#### [Assignment]
Only reproduce the lines from the line containing "x=393, y=508" onward, exactly, through the final line of the data below.

Data entries:
════════════════
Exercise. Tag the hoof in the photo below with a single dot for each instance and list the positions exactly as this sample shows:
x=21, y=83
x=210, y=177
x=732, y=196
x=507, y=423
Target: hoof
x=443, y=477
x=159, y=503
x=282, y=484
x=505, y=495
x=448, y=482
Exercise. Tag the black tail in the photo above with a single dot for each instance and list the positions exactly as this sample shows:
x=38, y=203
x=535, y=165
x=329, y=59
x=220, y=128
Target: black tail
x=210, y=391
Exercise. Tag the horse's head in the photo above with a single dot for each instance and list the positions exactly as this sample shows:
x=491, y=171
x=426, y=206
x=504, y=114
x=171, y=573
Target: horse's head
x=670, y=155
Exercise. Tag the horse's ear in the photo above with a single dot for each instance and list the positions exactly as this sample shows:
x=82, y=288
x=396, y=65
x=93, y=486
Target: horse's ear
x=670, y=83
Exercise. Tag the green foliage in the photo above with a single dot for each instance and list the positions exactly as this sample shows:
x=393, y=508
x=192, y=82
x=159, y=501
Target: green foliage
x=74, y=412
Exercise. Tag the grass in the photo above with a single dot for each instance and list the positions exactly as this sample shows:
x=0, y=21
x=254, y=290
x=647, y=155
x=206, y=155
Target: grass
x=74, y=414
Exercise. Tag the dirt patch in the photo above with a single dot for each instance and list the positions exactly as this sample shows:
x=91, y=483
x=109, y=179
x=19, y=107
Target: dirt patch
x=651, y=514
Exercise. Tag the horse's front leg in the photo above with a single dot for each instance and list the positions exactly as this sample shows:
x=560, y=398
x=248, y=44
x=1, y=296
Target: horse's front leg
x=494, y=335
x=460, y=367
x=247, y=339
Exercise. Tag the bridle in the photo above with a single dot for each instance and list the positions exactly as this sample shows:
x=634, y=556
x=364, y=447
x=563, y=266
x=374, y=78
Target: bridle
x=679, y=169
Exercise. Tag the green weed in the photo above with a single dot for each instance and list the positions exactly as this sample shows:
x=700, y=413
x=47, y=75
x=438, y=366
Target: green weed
════════════════
#### [Written solution]
x=393, y=508
x=192, y=82
x=159, y=501
Target: green foliage
x=74, y=412
Exercise. Tag the grass in the photo above with a single dot for each instance and list the positions exactly as this sample shows:
x=0, y=21
x=254, y=290
x=647, y=155
x=206, y=155
Target: grass
x=74, y=414
Exercise. Tag the dirt patch in the photo above with a single dot for each instance and list the positions exactly as this sample shows:
x=91, y=483
x=109, y=179
x=19, y=107
Target: dirt patch
x=651, y=514
Exercise. Tag the horse's front leg in the photo above with a single dot for each instance and list the positions exactly as this sample shows:
x=560, y=398
x=248, y=44
x=1, y=296
Target: horse's front leg
x=494, y=335
x=460, y=367
x=247, y=339
Exercise. Tag the bridle in the photo above with a single dot for each instance and list the positions exactly as this sample shows:
x=634, y=556
x=364, y=447
x=563, y=266
x=374, y=78
Target: bridle
x=679, y=169
Exercise. Tag the green weed in the photo above with a single dot for each instance and list the positions exactly as this sample shows:
x=700, y=413
x=47, y=75
x=438, y=366
Target: green weed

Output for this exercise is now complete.